(Extracted data entries)
######

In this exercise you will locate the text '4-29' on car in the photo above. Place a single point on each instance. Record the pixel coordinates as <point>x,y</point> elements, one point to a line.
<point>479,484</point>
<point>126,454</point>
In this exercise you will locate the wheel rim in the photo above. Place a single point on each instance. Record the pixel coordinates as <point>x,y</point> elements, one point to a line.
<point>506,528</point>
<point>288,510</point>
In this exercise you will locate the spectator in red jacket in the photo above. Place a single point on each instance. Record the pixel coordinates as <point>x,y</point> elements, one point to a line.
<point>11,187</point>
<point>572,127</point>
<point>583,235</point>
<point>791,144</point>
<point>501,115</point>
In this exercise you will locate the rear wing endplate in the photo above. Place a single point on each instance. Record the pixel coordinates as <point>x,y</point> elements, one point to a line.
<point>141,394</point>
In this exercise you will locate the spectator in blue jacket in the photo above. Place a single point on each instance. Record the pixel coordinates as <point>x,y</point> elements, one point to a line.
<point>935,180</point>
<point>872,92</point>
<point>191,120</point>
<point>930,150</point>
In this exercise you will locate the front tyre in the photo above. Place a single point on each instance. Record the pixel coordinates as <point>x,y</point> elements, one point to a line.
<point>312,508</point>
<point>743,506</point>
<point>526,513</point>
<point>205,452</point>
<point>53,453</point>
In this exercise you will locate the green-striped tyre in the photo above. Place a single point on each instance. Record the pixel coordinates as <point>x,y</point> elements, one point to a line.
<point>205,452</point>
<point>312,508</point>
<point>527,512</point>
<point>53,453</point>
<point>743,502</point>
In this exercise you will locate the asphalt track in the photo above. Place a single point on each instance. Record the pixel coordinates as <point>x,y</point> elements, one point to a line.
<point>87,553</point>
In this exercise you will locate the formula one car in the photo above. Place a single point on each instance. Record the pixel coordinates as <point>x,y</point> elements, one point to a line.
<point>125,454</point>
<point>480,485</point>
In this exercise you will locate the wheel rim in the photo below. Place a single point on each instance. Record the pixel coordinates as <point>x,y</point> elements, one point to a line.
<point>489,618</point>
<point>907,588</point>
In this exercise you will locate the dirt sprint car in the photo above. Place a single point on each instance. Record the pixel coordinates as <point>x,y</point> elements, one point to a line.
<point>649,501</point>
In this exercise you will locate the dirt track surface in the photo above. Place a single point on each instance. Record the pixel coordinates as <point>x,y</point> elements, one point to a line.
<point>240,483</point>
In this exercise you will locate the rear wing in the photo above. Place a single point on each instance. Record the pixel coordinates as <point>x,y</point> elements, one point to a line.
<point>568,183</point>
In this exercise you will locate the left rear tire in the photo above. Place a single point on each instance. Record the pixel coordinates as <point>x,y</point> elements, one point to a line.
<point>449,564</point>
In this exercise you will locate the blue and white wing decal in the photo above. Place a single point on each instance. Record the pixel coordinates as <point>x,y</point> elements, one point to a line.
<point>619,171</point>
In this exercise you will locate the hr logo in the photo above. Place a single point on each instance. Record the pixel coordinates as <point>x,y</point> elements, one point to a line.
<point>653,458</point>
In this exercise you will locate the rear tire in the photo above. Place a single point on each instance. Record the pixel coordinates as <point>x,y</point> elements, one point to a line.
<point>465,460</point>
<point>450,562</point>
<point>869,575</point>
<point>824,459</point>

######

> _TASK TO CARRY OUT_
Word for word, restate all of the data shown above.

> _SOLUTION FOR THIS EXERCISE_
In this exercise you will locate the text '4-29' on car in the photo above. Place a single point on each instance. Record the pixel coordinates as <point>x,y</point> elements, one point to a line.
<point>479,484</point>
<point>126,454</point>
In this exercise you will locate the wheel rim in the photo above. Place a single point on each instance. Record the pixel coordinates as <point>x,y</point> elements, one point to a line.
<point>506,528</point>
<point>288,510</point>
In this exercise you will locate the spectator in red jacket in the photo above. Place a single point on each instance. Record the pixel coordinates as <point>x,y</point> elements, one point to a line.
<point>11,187</point>
<point>572,127</point>
<point>583,235</point>
<point>791,144</point>
<point>501,115</point>
In this exercise you will locate the rear wing endplate in the photo above. Place a single point on each instance. Record the pixel coordinates as <point>x,y</point> elements, one point to a line.
<point>141,394</point>
In this exercise you will locate the spectator in blue jacket in the photo above. Place a single point on each instance. Record the pixel coordinates as <point>x,y</point> elements, one point to a line.
<point>935,180</point>
<point>872,92</point>
<point>191,120</point>
<point>930,150</point>
In this exercise you will locate the front tyre in the photo above. Place a single point on each instance. Record the pixel coordinates as <point>x,y</point> elements, one point to a line.
<point>312,508</point>
<point>743,506</point>
<point>526,513</point>
<point>205,452</point>
<point>53,453</point>
In this exercise you will locate the green-striped tyre in the photo above. Place a single point on each instance. Record the pixel coordinates as <point>x,y</point> elements, one point to a line.
<point>205,452</point>
<point>312,508</point>
<point>527,512</point>
<point>53,453</point>
<point>743,502</point>
In this exercise you will locate the asphalt track in the photo above. Place a single point on each instance. Record the pixel coordinates as <point>x,y</point> elements, one point to a line.
<point>87,553</point>
In this exercise you will locate the formula one car in the photo above. Place a single point on each instance. Record the pixel coordinates as <point>x,y</point> elements, one point to a line.
<point>125,454</point>
<point>480,485</point>
In this exercise you will locate the wheel rim in the photo below. Place a single point on each instance. Record the pixel coordinates as <point>x,y</point> elements, one point to a line.
<point>489,618</point>
<point>907,588</point>
In this exercise you will locate the dirt sprint car in the photo above. Place a single point on each instance. Record the pixel coordinates as <point>x,y</point> elements, one point to a line.
<point>649,501</point>
In this exercise you will locate the dirt track surface in the photo above. Place a single point on each instance. Record the pixel coordinates as <point>x,y</point> elements, one point to a line.
<point>240,483</point>
In this exercise you will locate the rear wing in the photo above. Place a single point on each instance. Record the pixel coordinates as <point>x,y</point> elements, one point to a line.
<point>568,183</point>
In this exercise you will locate the left rear tire in the photo above. Place a single point on each instance. Record the pixel coordinates as <point>x,y</point> elements, one point to a line.
<point>449,564</point>
In this exercise you will locate the blue and white wing decal in the photo above. Place a single point on each instance. Record the pixel coordinates as <point>x,y</point> elements, one point to a line.
<point>619,171</point>
In this exercise you will locate the hr logo in the photo above. Place a single point on each instance. Record the pixel coordinates as <point>x,y</point> elements, one point to a line.
<point>653,458</point>
In this exercise you will locate the rear tire in the photo above. Place a single point on each instance. Record the pixel coordinates as <point>x,y</point> elements, one point to a line.
<point>465,460</point>
<point>450,562</point>
<point>869,575</point>
<point>824,459</point>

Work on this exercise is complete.